▶ [EXERCISE DESCRIPTION] Go over the data below line by line, and state how many lines contain the string "cloud". Give the number only.

(Beginning of INPUT)

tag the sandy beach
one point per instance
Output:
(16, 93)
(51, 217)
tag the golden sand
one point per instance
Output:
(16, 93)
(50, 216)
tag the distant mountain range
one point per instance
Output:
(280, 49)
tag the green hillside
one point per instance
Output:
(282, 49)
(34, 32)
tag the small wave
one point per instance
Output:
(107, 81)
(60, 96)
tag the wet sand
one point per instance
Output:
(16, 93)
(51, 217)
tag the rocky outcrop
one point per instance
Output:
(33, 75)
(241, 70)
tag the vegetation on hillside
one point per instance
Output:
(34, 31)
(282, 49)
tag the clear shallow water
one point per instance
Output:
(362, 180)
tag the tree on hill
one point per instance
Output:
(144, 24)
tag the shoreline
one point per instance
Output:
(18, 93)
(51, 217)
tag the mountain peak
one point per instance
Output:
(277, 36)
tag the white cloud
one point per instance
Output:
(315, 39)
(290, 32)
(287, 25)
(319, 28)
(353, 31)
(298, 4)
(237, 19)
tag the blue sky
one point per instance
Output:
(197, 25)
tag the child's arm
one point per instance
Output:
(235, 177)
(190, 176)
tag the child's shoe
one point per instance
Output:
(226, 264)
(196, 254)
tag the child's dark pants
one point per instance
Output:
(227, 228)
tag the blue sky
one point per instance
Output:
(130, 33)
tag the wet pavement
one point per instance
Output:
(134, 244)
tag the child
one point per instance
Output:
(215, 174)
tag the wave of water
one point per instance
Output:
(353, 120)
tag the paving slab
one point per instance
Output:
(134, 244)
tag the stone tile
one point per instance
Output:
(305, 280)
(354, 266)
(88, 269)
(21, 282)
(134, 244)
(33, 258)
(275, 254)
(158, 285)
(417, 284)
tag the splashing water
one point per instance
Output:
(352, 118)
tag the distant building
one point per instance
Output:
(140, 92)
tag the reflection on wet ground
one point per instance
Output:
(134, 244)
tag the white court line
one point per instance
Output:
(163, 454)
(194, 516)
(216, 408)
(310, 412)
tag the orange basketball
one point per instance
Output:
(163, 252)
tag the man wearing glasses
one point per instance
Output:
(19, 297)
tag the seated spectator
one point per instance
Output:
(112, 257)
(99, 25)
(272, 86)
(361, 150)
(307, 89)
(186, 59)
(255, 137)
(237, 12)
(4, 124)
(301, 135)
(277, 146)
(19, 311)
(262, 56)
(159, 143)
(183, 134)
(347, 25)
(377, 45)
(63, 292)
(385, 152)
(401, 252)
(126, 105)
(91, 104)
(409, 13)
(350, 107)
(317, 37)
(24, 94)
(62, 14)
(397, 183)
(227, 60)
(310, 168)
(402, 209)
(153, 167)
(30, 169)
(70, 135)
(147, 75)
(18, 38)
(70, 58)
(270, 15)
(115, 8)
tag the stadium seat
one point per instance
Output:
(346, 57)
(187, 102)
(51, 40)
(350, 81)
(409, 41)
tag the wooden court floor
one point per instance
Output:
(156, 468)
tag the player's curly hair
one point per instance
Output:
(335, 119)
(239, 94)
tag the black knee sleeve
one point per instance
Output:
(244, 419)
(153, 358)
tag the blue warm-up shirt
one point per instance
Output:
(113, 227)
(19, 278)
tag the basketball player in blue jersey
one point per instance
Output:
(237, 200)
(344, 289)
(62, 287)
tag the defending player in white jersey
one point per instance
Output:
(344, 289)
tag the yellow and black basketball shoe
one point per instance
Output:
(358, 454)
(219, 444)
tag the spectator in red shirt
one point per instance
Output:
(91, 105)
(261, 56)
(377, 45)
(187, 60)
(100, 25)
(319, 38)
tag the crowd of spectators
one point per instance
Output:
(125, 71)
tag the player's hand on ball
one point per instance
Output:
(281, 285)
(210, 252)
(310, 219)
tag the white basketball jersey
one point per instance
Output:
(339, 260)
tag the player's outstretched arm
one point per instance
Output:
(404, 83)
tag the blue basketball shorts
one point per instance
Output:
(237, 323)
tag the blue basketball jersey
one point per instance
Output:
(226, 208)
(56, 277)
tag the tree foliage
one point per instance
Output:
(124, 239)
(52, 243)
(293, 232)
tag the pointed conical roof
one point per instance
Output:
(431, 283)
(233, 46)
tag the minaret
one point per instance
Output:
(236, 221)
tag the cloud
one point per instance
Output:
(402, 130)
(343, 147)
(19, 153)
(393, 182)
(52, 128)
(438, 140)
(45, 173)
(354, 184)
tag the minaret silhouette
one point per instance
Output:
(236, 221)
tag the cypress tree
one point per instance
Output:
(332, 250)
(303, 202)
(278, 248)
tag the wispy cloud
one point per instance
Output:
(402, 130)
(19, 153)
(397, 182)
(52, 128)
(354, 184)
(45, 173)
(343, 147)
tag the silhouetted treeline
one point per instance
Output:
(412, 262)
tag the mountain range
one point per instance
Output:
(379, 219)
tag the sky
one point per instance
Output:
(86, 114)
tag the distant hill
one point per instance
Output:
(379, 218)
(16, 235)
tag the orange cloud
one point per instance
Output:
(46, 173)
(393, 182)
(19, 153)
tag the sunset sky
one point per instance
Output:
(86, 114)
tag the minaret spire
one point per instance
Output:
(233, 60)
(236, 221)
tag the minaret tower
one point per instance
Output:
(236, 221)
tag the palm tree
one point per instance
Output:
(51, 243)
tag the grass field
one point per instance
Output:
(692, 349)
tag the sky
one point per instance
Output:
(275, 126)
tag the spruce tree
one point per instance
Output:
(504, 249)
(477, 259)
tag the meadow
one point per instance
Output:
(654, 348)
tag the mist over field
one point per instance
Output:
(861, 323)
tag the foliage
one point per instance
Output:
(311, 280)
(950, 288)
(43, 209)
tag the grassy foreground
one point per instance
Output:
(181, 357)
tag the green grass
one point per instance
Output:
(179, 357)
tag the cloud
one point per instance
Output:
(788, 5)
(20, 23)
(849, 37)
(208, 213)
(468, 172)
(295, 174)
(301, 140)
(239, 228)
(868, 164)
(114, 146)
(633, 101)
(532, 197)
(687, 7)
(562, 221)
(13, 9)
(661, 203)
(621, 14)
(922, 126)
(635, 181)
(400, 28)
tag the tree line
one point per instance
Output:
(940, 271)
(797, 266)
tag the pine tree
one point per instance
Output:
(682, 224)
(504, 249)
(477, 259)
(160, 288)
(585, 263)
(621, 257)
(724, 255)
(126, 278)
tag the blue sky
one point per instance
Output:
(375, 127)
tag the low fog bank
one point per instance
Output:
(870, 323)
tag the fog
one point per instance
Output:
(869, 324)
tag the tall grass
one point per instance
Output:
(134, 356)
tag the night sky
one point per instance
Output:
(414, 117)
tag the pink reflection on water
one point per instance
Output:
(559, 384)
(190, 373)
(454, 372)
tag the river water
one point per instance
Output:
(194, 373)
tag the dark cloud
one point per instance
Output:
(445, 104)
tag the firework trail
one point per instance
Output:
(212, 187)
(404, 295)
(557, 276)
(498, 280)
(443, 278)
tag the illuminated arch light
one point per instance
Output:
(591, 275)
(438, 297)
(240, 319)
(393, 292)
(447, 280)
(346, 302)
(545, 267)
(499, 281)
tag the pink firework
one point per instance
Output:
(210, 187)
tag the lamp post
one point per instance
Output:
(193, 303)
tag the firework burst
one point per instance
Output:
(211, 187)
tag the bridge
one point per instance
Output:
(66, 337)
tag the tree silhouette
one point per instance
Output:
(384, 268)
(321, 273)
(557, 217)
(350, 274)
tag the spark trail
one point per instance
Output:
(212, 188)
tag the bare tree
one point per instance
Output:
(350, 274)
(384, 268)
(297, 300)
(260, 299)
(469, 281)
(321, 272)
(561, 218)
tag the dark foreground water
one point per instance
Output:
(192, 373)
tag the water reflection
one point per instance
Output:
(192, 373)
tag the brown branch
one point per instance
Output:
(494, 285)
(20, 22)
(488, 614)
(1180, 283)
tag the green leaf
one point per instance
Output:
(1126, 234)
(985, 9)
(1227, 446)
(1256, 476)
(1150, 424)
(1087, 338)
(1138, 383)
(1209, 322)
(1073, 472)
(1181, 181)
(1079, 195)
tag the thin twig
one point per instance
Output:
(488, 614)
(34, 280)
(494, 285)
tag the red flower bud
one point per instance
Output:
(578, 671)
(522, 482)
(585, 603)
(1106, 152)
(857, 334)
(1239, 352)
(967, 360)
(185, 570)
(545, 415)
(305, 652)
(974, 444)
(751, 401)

(End of INPUT)

▶ [EXERCISE ANSWER] 6